---------- Yazıdan alıntı ----------

Mahfi Eğilmez: Türklerin Türk ekonomisine güveni azalıyor
Ekonomist Mahfi Eğilmez, kendi sitesinde kaleme aldığı son yazısında her zaman konuşulan “yabancı yatırımcıların Türk ekonomisine güveni” tartışmalarına tam tersi açıdan baktı. Eğilmez, “Türklerin Türk ekonomisine güveni azalıyor” dediği yazısında, bu konuyu tablolarla destekledi.
İşte Eğilmez’in o yazısı:
Bir ülkenin ekonomik durumuna duyulan güveni ölçmenin çeşitli yolları vardır. Mesela kurlar bu güvenin bir göstergesidir. Bununla birlikte kurlarda güven dışı etkiler de söz konusu olabilir. O nedenle güveni ölçebilmek için çeşitli kurumlar anketler düzenler ve bu anketlerdeki gelişmelere göre ekonomiye duyulan güvenin artış yönünde mi azalış yönünde mi olduğu izlenir.
TÜİK’in sektörel güven endeksleri adıyla düzenlediği anketlerin sonuçları bu bağlamda önemli bir gösterge oluşturuyor. Sektörel Güven Endeksleri 0-200 aralığında değer alıyor, endeksin 100’den büyük olması sektörün mevcut ve gelecek döneme ilişkin iyimserliğini, 100’den küçük olması ise kötümserliğini gösteriyor.
2018 yılının anket sonuçları aşağıdaki tablo ve grafikte gösteriliyor.
Tablo ve grafik bize sektörel güven endekslerinde özellikle Temmuz ayı sonrasında önemli düşüşler olduğunu gösteriyor.
TÜİK’in tüketici güven endeksi; aylık olarak tüketicilerin kişisel mali durumları, genel ekonomiye ilişkin mevcut durum değerlendirmeleri ve gelecek dönem beklentileri ile yakın gelecekteki harcama ve tasarruf eğilimlerinin ölçülmesini amaçlıyor. Türkiye çapında 4.884 haneye uygulanana endeks 0 ile 200 aralığında değer alıyor. Endeksin 100’den büyük olması tüketici güveninde iyimser, 100’den küçük olması tüketici güveninde kötümser durum olduğunu gösteriyor.
2018 yılının anket sonuçlarına bir tablo ve grafik eşliğinde bakalım.
Bu anket sonuçları da aşağı yukarı sektörel güven endeksleriyle aynı sonucu gösteriyor. Tüketicinin güveninde Temmuz ayından sonra hızlı bir düşüş görülüyor.

---------- Verilen öğeler ----------

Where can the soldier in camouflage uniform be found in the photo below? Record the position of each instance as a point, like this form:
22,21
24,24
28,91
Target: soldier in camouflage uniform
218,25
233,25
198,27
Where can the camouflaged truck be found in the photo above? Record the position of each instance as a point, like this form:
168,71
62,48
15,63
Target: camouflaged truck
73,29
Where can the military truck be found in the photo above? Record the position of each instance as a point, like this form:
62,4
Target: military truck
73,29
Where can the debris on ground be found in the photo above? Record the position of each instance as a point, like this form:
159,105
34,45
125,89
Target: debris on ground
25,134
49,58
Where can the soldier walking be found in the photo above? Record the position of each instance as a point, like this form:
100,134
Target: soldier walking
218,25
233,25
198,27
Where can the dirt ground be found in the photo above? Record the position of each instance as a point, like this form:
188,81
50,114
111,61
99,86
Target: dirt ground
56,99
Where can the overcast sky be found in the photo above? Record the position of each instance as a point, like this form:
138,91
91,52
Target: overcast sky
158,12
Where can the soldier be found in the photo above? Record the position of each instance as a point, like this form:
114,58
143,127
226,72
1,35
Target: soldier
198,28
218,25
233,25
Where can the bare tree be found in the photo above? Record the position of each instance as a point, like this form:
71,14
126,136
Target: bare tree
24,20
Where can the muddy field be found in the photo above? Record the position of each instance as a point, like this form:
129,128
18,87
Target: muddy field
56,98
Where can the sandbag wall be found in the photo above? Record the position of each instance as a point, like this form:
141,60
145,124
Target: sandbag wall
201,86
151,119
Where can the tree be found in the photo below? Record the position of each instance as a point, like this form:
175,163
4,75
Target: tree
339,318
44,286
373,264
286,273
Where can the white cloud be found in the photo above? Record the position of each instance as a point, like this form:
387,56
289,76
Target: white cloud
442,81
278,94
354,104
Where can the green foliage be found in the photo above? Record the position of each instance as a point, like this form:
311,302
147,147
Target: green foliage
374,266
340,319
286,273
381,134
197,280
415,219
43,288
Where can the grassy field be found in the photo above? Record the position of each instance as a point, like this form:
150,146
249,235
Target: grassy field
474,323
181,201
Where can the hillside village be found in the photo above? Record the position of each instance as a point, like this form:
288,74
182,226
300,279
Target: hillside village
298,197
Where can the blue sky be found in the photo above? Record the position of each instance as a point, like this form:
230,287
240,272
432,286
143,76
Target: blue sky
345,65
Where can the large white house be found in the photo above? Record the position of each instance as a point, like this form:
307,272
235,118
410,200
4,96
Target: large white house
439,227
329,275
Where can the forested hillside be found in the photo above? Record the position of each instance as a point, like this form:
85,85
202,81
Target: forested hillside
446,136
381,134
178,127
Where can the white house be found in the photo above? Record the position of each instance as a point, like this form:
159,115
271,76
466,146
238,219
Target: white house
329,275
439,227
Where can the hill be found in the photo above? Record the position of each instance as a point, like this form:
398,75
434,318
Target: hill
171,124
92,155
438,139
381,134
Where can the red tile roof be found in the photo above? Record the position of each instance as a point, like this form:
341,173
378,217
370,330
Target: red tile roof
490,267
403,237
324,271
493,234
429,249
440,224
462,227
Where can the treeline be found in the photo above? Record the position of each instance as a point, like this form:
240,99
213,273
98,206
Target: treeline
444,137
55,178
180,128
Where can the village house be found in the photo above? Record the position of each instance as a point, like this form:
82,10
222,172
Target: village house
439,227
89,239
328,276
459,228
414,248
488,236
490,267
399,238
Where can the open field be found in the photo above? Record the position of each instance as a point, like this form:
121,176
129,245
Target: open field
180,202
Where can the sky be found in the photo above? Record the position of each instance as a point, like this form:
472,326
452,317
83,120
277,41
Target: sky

----------

**Alıştırmanın amacı:** Türklerin Türk ekonomisine güveni üzerine yazıyı son cümlesinden sonra devam ettirin.

**Alıştırmanın yanıtı:**
Merkez Bankası, İktisadi Yönelim Anketi adını taşıyan anketiyle imalat sanayinde faaliyet gösteren işyerlerinin ülke ekonomisine yön veren üst düzey yöneticilerinin beklentilerini izleyerek, imalat sanayinin kısa dönemdeki eğilimlerini yansıtacak göstergeleri üretmeye çalışıyor. Hesaplama, anketin ilgili sorusuna toplam cevap verenler içerisinde, pozitif ve negatif cevap verenlerin yüzdelerinin farkı alınarak yapılıyor.
2018 yılının anket sonuçlarına bir tablo ve grafik eşliğinde bakarsak şöyle bir görünüm çıkıyor.
Reel kesim güven endeksinde 2018 yılında yaşanan gelişmeler de önceki anketlerle paralel bir görünüm sergiliyor: Temmuz ayından sonra hızlanan bir kaybı gerilemesi söz konusu.
Merkez Bankası’nın güven ölçmekte uyguladığı anketlerden birisi de Finansal Hizmetler Güven Endeksidir. Bu anketin amacı, Türkiye’deki finansal kuruluş yöneticilerinin geleceğe yönelik beklentilerinin izlenerek, finansal hizmetler sektöründeki gelişmeleri yansıtacak göstergelerin üretilmesidir. Hesaplama, anketin ilgili sorusuna toplam cevap verenler içerisinde, pozitif ve negatif cevap verenlerin yüzdelerinin farkı alınarak yapılıyor.
2018 yılının anket sonuçlarına bir tablo ve grafik eşliğinde bakarsak şöyle bir görünüm çıkıyor.
Finansal hizmetler güven endeksi burada değerlendirmeye aldığımız diğer anketlerden farklı olarak inişler ve çıkışlar gösteriyor. Önceki anketlere benzerlik gösteren yanı Temmuz ayı sonrasında hızlanan güven kayıpları olarak görünüyor.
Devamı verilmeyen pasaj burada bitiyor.